Named-object pointing records:
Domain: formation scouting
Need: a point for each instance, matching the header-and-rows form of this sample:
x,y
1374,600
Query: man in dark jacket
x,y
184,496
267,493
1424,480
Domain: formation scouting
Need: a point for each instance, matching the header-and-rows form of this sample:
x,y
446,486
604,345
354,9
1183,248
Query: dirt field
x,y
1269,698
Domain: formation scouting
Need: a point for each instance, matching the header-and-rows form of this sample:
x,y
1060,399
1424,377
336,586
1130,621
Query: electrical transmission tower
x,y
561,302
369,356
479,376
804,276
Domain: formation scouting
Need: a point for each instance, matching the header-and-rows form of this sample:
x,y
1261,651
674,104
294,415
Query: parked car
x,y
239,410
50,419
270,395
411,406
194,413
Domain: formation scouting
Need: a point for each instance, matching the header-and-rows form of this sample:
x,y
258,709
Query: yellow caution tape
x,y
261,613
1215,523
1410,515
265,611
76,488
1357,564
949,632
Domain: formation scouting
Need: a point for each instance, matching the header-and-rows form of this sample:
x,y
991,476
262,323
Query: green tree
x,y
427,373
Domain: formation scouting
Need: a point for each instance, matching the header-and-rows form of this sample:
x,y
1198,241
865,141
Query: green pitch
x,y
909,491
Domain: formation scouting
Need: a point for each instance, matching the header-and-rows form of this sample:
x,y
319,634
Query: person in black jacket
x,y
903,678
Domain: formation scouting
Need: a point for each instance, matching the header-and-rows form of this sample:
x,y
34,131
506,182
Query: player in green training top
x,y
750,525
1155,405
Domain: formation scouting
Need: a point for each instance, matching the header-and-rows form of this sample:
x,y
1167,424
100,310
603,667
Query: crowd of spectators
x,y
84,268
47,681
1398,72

-- Aim --
The lines above should be duplicated exactly.

-- Reply to the exercise --
Domain: formation scouting
Need: a point for each instance, matching the header-and-rows form of this sample:
x,y
1374,600
Query: man in dark jacket
x,y
184,496
267,493
1424,480
Domain: formation scouting
Need: a point for each instance, matching the header-and-rows form of this sample:
x,y
446,486
604,345
354,9
1183,248
Query: dirt field
x,y
1269,698
Domain: formation scouting
Need: a point for each instance, matching the header-and-rows form of this sample:
x,y
1060,399
1424,377
336,586
1130,621
Query: electrical transmission tower
x,y
561,302
369,356
479,376
804,276
Domain: formation scouting
Need: a point for each instance, matching the header-and-rows form of this sample:
x,y
1261,651
674,104
294,415
Query: parked car
x,y
239,410
50,419
270,395
411,406
194,413
Domain: formation scouting
Need: a point for each instance, matching the header-and-rows form of this sample:
x,y
258,709
Query: yellow caution tape
x,y
261,613
1215,523
1410,515
265,611
76,488
1357,564
949,632
Domain: formation scouting
Need: a point for each instance, matching the header-and-rows form of this sample:
x,y
991,476
262,323
Query: green tree
x,y
427,373
Domain: formation scouting
Need: a point for each instance, matching the header-and-rows form of this sample:
x,y
1198,241
865,141
Query: green pitch
x,y
909,491
Domain: formation scouting
Need: a point for each instance, matching the header-and-rows form of this sample:
x,y
319,634
Query: person in black jacket
x,y
903,678
Domain: formation scouting
Need: a point for each instance, matching the header-and-rows form of this sample:
x,y
34,131
506,182
Query: player in green training top
x,y
750,525
1155,405
Domain: formation scouting
Need: a point for each instance, matching the header-and-rows form of this sample:
x,y
1167,424
100,310
603,667
Query: crowd of spectators
x,y
84,268
47,681
1398,72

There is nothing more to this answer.